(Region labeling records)
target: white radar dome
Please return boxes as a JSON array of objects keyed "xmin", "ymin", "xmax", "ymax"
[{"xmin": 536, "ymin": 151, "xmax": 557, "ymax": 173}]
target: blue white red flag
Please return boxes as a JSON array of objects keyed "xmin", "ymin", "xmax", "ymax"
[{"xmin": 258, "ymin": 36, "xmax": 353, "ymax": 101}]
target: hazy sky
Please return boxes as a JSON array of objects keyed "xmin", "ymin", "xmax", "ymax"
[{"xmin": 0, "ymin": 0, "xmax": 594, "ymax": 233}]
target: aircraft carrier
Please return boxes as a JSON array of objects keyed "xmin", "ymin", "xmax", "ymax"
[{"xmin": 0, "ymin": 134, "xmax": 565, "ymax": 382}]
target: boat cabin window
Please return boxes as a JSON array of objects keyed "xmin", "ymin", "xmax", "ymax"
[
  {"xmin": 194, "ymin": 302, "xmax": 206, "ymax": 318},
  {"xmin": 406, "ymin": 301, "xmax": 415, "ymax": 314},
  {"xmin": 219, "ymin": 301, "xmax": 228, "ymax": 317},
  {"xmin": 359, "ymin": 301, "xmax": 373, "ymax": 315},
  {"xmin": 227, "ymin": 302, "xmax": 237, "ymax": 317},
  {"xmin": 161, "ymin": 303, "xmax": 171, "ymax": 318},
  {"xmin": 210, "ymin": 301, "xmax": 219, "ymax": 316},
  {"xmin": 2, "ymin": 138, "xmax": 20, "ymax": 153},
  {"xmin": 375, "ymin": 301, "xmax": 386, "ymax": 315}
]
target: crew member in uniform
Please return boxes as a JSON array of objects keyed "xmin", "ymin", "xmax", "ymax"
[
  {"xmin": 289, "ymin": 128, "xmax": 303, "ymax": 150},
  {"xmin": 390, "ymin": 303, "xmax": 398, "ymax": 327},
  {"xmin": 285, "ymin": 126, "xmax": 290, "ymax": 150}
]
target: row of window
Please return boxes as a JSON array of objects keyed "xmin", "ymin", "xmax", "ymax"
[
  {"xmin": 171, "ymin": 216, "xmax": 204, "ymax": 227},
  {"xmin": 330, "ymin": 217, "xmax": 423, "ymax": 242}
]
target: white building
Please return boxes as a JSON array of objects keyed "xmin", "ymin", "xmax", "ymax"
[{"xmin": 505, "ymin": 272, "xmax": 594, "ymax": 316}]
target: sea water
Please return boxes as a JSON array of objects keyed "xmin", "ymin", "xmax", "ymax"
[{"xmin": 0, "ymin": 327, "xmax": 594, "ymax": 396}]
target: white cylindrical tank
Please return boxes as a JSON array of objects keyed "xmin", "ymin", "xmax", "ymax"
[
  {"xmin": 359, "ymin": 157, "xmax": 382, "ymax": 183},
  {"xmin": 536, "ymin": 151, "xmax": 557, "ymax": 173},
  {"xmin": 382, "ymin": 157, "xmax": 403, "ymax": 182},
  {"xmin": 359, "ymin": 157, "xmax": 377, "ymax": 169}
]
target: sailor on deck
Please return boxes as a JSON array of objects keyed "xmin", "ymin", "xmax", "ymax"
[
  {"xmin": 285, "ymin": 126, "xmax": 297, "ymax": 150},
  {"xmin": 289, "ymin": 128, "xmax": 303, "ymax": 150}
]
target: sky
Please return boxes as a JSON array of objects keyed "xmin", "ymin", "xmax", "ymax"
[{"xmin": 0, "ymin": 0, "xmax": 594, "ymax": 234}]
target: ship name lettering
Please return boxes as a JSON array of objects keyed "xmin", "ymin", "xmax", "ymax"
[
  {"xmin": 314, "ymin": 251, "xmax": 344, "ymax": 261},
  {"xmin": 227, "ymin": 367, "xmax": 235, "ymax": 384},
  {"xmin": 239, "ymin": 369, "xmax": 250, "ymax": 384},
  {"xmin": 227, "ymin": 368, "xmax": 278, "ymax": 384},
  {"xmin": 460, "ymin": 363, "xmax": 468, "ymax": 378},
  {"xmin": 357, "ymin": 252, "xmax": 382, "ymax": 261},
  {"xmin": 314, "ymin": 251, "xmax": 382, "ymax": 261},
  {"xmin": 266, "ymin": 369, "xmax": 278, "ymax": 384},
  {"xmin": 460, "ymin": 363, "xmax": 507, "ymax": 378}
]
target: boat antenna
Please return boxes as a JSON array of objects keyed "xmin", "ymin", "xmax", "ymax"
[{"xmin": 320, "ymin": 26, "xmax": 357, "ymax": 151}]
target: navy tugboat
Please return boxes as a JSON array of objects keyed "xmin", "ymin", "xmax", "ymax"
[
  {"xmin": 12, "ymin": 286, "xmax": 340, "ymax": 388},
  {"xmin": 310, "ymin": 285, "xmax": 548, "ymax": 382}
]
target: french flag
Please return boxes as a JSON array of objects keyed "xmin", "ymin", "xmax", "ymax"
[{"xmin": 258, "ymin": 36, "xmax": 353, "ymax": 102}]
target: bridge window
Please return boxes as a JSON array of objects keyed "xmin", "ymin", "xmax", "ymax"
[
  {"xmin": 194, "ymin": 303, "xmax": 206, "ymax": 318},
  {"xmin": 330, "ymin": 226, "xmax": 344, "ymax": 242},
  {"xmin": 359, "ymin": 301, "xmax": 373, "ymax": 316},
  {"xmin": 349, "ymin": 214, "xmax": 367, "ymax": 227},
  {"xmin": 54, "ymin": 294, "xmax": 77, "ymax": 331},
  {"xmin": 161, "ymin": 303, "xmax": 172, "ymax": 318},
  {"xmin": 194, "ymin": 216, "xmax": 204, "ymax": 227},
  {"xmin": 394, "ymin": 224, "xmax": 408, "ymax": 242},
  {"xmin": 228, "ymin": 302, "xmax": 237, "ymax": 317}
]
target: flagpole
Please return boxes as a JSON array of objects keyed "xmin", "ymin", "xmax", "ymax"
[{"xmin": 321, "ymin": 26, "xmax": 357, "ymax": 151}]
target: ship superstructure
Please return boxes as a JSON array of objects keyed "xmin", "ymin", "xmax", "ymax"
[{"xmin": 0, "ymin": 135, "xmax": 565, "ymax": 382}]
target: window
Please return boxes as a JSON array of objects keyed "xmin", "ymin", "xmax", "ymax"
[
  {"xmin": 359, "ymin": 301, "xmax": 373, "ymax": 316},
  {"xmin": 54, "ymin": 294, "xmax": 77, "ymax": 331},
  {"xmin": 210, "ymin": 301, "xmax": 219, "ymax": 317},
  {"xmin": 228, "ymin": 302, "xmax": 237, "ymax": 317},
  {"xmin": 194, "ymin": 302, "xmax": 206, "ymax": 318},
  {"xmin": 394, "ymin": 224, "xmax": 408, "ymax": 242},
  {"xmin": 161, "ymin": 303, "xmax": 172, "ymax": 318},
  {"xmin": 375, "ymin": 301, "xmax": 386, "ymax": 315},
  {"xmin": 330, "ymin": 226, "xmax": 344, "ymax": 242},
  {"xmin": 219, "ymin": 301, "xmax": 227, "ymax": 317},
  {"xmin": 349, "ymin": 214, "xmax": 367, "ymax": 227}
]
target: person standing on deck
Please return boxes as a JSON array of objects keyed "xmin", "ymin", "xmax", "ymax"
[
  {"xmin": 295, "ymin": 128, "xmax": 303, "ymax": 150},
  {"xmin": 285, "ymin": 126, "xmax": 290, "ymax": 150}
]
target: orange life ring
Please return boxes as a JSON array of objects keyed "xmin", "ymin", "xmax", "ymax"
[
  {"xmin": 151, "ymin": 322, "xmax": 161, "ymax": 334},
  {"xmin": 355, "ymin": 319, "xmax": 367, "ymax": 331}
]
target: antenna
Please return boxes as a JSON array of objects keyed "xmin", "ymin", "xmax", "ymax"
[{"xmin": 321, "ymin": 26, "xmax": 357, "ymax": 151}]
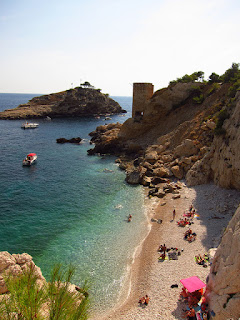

## Given instruction
Return each line of the data above that contains the string "antenna", treating uppercase and lowercase as different.

## Full output
target: boat antenna
target: antenna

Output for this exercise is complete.